Reproduce the following records line for line, with no changes.

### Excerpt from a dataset
══════════
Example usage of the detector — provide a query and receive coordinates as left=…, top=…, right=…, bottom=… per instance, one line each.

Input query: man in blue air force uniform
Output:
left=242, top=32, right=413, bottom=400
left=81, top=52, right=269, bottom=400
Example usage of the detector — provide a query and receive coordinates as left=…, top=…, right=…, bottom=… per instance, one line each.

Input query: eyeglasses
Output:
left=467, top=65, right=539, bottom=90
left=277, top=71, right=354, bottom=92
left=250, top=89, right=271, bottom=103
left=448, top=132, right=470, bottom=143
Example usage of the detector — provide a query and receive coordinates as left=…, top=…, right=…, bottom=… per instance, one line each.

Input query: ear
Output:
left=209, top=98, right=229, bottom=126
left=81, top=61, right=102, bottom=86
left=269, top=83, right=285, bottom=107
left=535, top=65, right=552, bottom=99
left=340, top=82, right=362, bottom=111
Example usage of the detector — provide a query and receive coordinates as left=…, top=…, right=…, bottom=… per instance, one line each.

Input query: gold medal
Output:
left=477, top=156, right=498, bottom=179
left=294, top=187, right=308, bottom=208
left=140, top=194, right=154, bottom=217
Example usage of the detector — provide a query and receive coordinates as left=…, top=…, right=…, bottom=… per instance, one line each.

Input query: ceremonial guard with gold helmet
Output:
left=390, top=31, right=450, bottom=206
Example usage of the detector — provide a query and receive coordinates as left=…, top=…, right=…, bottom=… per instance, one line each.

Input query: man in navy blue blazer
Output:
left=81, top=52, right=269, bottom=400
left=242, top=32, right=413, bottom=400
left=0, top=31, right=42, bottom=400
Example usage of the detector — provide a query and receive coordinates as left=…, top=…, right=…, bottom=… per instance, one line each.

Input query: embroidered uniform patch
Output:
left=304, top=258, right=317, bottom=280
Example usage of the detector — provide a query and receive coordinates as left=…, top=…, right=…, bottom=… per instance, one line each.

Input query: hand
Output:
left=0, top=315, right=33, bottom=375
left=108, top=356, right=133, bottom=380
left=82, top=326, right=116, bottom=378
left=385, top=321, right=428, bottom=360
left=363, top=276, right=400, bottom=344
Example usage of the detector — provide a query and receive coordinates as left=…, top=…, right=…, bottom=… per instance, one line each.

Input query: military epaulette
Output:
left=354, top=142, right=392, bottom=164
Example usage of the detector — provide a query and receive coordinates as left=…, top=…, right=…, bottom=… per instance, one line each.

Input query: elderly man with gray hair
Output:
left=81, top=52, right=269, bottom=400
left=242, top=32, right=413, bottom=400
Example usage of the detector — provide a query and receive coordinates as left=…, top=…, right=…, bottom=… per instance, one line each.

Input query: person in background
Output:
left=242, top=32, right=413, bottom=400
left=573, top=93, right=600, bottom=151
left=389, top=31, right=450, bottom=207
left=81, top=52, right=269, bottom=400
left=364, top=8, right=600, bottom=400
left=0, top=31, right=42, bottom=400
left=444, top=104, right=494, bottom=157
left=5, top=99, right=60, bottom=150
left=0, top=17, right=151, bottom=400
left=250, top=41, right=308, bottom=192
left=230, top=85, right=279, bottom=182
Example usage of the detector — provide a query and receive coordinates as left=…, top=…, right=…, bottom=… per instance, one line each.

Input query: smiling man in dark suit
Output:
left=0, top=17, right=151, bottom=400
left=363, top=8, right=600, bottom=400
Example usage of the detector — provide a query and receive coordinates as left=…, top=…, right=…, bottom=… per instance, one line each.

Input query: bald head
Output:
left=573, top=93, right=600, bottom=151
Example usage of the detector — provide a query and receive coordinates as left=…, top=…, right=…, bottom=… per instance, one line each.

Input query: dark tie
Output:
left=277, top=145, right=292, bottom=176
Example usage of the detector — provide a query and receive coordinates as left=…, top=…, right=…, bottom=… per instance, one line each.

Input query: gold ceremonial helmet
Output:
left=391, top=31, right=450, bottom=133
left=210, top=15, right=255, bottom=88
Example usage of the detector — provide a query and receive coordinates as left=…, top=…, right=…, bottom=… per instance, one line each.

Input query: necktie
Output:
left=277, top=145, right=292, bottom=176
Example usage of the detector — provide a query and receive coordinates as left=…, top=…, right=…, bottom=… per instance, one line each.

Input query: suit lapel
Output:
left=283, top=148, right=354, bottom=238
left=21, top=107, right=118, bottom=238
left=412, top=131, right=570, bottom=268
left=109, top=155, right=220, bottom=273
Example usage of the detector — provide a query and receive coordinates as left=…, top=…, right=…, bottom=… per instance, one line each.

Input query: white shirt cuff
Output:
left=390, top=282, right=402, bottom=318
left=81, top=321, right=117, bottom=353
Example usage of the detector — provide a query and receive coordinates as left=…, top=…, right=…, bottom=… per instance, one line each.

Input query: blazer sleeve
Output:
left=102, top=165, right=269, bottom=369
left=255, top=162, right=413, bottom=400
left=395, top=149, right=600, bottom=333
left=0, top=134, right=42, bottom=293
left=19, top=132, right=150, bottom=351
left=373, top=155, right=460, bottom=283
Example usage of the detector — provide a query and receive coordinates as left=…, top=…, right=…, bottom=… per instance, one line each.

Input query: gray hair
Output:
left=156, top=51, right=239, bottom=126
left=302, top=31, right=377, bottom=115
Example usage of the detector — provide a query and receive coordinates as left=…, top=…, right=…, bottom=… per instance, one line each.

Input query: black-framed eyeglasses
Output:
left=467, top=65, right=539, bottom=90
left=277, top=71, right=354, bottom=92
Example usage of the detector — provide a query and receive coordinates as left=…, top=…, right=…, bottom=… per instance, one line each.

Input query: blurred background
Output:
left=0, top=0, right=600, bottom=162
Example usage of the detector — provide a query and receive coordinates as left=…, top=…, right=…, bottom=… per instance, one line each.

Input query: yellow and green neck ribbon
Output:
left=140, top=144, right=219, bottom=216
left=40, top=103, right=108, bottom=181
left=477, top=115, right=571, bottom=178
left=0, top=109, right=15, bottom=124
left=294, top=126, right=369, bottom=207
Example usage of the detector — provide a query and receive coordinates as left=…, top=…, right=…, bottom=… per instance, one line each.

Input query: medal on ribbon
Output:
══════════
### Solution to the exercise
Example usage of the detector — provide a query and receive coordinates as left=…, top=…, right=…, bottom=… per instance, one line each.

Input query: man in blue air force uniform
Output:
left=242, top=32, right=413, bottom=400
left=81, top=52, right=269, bottom=400
Example usage of the detector — provide a query and receive coordinates as left=…, top=…, right=…, bottom=… per instance, one line each.

Input query: eyeglasses
Output:
left=467, top=65, right=539, bottom=90
left=277, top=71, right=354, bottom=92
left=250, top=89, right=271, bottom=103
left=448, top=132, right=470, bottom=143
Example usage of the detector — provide a query and receive coordinates as left=…, top=…, right=…, bottom=… per instance, one line each.

Input query: ear
Output:
left=209, top=98, right=229, bottom=126
left=81, top=61, right=102, bottom=86
left=269, top=83, right=285, bottom=107
left=535, top=65, right=552, bottom=99
left=340, top=82, right=362, bottom=111
Example usage of the detector — provide a query and receive coordinates as left=…, top=…, right=…, bottom=… per instance, one line each.

Input query: gold medal
Output:
left=477, top=156, right=498, bottom=179
left=294, top=187, right=308, bottom=208
left=140, top=194, right=154, bottom=217
Example usage of the detector — provide a query and receive coordinates as left=…, top=…, right=…, bottom=… per instance, one line each.

Input query: ceremonial guard with gold helmet
Output:
left=390, top=31, right=450, bottom=206
Example usage of the detector — provide a query and receive coordinates as left=…, top=…, right=…, bottom=… per instance, one line each.

Input query: man in navy blue blazer
Output:
left=81, top=52, right=269, bottom=400
left=242, top=32, right=413, bottom=400
left=0, top=31, right=42, bottom=400
Example usage of the detector — provide a query and receive coordinates as left=…, top=…, right=…, bottom=… per instance, one line each.

Input query: embroidered uniform patch
Output:
left=304, top=258, right=317, bottom=280
Example usage of the detector — provide a query and receive coordinates as left=…, top=…, right=…, bottom=… per instance, one line each.

Input query: hand
Output:
left=0, top=315, right=33, bottom=375
left=108, top=356, right=133, bottom=380
left=82, top=326, right=116, bottom=378
left=385, top=321, right=428, bottom=360
left=363, top=276, right=400, bottom=344
Example usage of the detector — provide a query and receive coordinates as left=…, top=…, right=…, bottom=… per instance, one line each.

Input query: military epaulette
Output:
left=354, top=142, right=392, bottom=164
Example usage of the detector — provide a query and receive coordinates as left=…, top=…, right=…, bottom=… per instance, one line each.

Input query: elderly man with gray hair
Output:
left=81, top=52, right=269, bottom=400
left=242, top=32, right=413, bottom=400
Example usage of the detector — provide a query and receive coordinates as left=…, top=…, right=…, bottom=… per instance, one line each.

Input query: person in background
Output:
left=242, top=32, right=413, bottom=400
left=573, top=93, right=600, bottom=151
left=389, top=31, right=450, bottom=207
left=81, top=52, right=269, bottom=400
left=364, top=8, right=600, bottom=400
left=0, top=31, right=42, bottom=400
left=444, top=104, right=494, bottom=157
left=5, top=99, right=60, bottom=150
left=0, top=17, right=151, bottom=400
left=250, top=41, right=308, bottom=192
left=230, top=85, right=279, bottom=182
Example usage of the detector — provide a query and receive coordinates as left=…, top=…, right=…, bottom=… per instance, one line each.

Input query: smiling man in dark suit
Output:
left=0, top=17, right=151, bottom=400
left=363, top=8, right=600, bottom=400
Example usage of the detector — provide a query and receive coordinates as left=…, top=…, right=…, bottom=… per instance, one line each.

Input query: bald head
Output:
left=573, top=93, right=600, bottom=151
Example usage of the detector — provide a query and receive coordinates as left=…, top=…, right=…, bottom=… per instance, one line each.

Input query: dark tie
Output:
left=277, top=145, right=292, bottom=176
Example usage of the detector — provide a query and receive coordinates as left=…, top=…, right=…, bottom=… per instance, one line each.

Input query: gold ceremonial helmet
Output:
left=391, top=31, right=450, bottom=133
left=210, top=15, right=255, bottom=88
Example usage of the detector — provide a query and receive coordinates as left=…, top=…, right=…, bottom=… per instance, one line each.

Input query: necktie
Output:
left=277, top=145, right=292, bottom=176
Example usage of the detector — provide a query and receive coordinates as left=…, top=…, right=…, bottom=… per instance, one line each.

Input query: suit lapel
Output:
left=283, top=148, right=354, bottom=238
left=21, top=107, right=118, bottom=238
left=412, top=131, right=570, bottom=268
left=109, top=155, right=220, bottom=273
Example usage of the detector — provide a query and receive coordinates as left=…, top=…, right=…, bottom=… per instance, one line each.

Input query: white shirt cuff
Output:
left=390, top=282, right=402, bottom=318
left=81, top=321, right=117, bottom=353
Example usage of the detector — provide a query and receive coordinates as left=…, top=…, right=…, bottom=… per instance, one line each.

Input query: blazer sleeve
Output:
left=102, top=165, right=269, bottom=369
left=255, top=162, right=413, bottom=400
left=395, top=149, right=600, bottom=333
left=0, top=134, right=42, bottom=293
left=19, top=132, right=150, bottom=351
left=373, top=155, right=460, bottom=283
Example usage of the detector — provide a query and receive coordinates as left=…, top=…, right=…, bottom=… per instance, one line each.

Input query: gray hair
Output:
left=156, top=51, right=239, bottom=126
left=302, top=31, right=377, bottom=115
Example usage of the detector — provide a query and receive coordinates as left=…, top=…, right=…, bottom=… per instance, one line each.

Input query: black-framed eyeglasses
Output:
left=467, top=65, right=539, bottom=90
left=277, top=71, right=354, bottom=92
Example usage of the detector — provide a query and receive coordinates as left=…, top=…, right=…, bottom=… per instance, one line each.

Input query: blurred background
Output:
left=0, top=0, right=600, bottom=162
Example usage of the detector — provide a query and receive coordinates as left=…, top=…, right=…, bottom=… per instance, one line each.

Input query: yellow and green neck ribbon
Output:
left=140, top=144, right=219, bottom=216
left=40, top=103, right=108, bottom=181
left=477, top=115, right=571, bottom=178
left=0, top=109, right=15, bottom=124
left=294, top=126, right=369, bottom=207
Example usage of the detector — provide a query and receive coordinates as left=…, top=…, right=…, bottom=… per instance, one line each.

Input query: medal on ribbon
Output:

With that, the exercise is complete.